**Data entries:**
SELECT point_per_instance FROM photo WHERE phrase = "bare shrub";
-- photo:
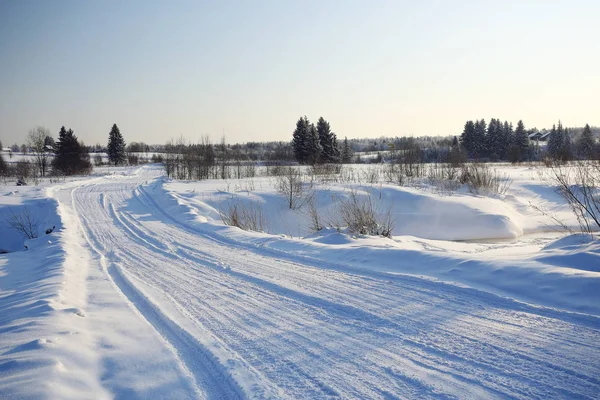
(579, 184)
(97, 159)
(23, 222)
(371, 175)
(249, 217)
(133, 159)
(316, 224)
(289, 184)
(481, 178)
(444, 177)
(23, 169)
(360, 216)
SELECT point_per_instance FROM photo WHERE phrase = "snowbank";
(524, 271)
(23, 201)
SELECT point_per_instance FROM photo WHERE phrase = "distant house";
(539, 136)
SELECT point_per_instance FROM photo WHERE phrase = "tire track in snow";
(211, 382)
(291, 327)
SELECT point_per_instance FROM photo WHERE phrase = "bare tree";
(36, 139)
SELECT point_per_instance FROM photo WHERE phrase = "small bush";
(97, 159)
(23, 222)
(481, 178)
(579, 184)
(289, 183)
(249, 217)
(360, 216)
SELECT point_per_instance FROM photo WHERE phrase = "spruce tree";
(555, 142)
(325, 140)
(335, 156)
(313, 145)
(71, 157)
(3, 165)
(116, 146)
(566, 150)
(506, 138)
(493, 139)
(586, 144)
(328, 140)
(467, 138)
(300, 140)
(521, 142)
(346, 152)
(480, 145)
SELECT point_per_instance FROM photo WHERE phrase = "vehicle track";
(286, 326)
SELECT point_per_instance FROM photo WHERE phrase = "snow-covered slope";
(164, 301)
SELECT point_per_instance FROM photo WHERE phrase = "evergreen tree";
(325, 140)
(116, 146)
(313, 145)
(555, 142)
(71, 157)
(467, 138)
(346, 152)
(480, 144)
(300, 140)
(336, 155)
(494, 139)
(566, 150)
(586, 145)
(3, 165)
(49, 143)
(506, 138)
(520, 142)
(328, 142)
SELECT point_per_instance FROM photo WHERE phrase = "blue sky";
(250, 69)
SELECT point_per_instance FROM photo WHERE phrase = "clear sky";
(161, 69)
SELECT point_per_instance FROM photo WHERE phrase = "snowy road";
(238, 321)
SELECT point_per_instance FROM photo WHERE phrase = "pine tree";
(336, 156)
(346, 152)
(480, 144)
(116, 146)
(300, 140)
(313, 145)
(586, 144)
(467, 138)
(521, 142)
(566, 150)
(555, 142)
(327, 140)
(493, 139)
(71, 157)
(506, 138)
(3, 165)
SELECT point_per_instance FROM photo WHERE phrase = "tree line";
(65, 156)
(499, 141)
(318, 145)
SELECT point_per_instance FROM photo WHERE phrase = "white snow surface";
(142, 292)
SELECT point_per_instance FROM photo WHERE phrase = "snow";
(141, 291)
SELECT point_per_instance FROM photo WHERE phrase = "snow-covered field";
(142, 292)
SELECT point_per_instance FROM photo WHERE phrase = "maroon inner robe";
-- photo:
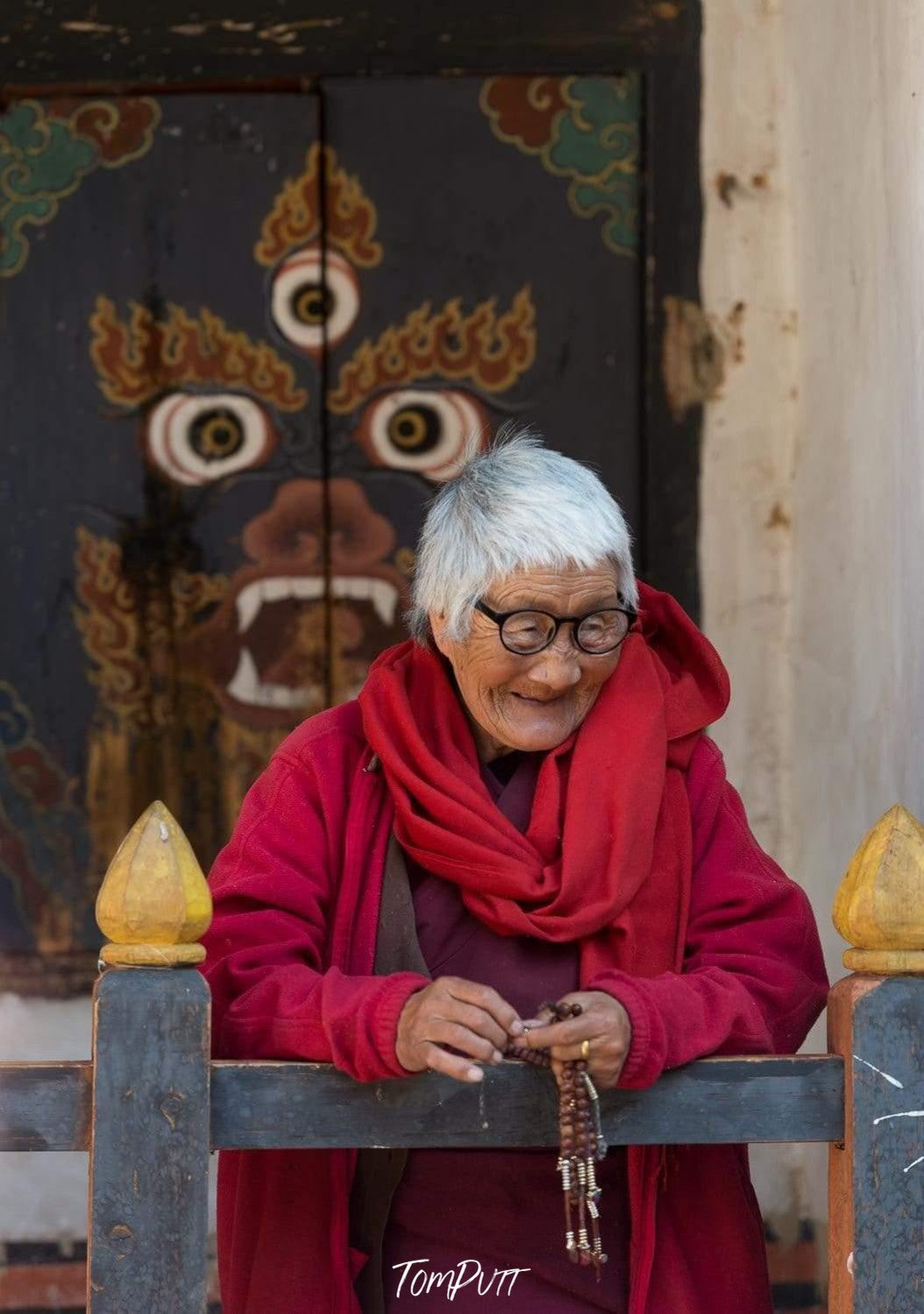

**WORK REQUIRED:**
The records are to be duplicated in full and exactly, with images left out.

**OUTPUT OF THE TASK:**
SELECT point_per_instance FROM photo WHERE phrase = "bare shrub";
-- photo:
(579, 184)
(97, 159)
(23, 222)
(371, 175)
(249, 217)
(133, 159)
(316, 224)
(289, 184)
(481, 178)
(444, 177)
(23, 169)
(360, 216)
SELECT point_per_instance FROM photo WHERE phrase = "snowbank";
(524, 271)
(23, 201)
SELECT point_per_instance FROM photo WHERE phrase = "distant house";
(539, 136)
SELECT point_per_instance FROM photo WHERE phrase = "tire track in snow";
(211, 382)
(291, 327)
SELECT point_per_instance FROM photo WHERE phrase = "bare tree";
(36, 139)
SELECT point_per_instance FROM photo WHERE phrase = "small bush";
(97, 159)
(23, 222)
(481, 178)
(579, 184)
(289, 183)
(249, 217)
(360, 216)
SELECT point_per_instance FROM photo WHERE phrase = "spruce tree";
(555, 142)
(325, 140)
(335, 156)
(313, 145)
(71, 157)
(3, 165)
(116, 146)
(566, 150)
(506, 138)
(493, 139)
(586, 144)
(328, 140)
(467, 138)
(300, 140)
(521, 142)
(346, 152)
(480, 145)
SELECT point_per_instance FROM photo WHERE phrase = "vehicle track";
(286, 326)
SELECT point_per_instance FROM photo WHERE phrase = "snow-covered slope";
(164, 301)
SELECT point_per_instance FROM photo WHERE phrase = "evergreen tree";
(325, 140)
(116, 146)
(313, 145)
(555, 142)
(71, 157)
(467, 138)
(346, 152)
(480, 144)
(300, 140)
(336, 155)
(494, 139)
(566, 150)
(586, 145)
(3, 165)
(49, 143)
(506, 138)
(520, 142)
(328, 142)
SELECT point_per_instance FROM photo WHERE phrase = "blue sky";
(250, 69)
SELECT point_per_instance FROM photo WHERE phrase = "clear sky";
(161, 69)
SELECT point_per_instance FROM photo WHERE phrase = "snowy road";
(238, 321)
SELECT point_per_instance FROM photo WHERE phrase = "pine tree";
(336, 156)
(346, 152)
(480, 144)
(116, 146)
(300, 140)
(313, 145)
(586, 144)
(467, 138)
(521, 142)
(566, 150)
(555, 142)
(327, 140)
(493, 139)
(71, 157)
(506, 138)
(3, 165)
SELECT point_per_instance FROM photo WHERE phrase = "tree line";
(65, 156)
(499, 141)
(318, 145)
SELECT point_per_instance FROM photo WHERE phrase = "white snow surface";
(142, 292)
SELECT point_per_instance FROM photo WHERE phrase = "snow";
(141, 291)
SELECT point_per_instance FROM photo WHERE phrase = "snow-covered field";
(142, 292)
SELECT point_per_instance FROM photo WHERE phrase = "maroon inner robe";
-- photo:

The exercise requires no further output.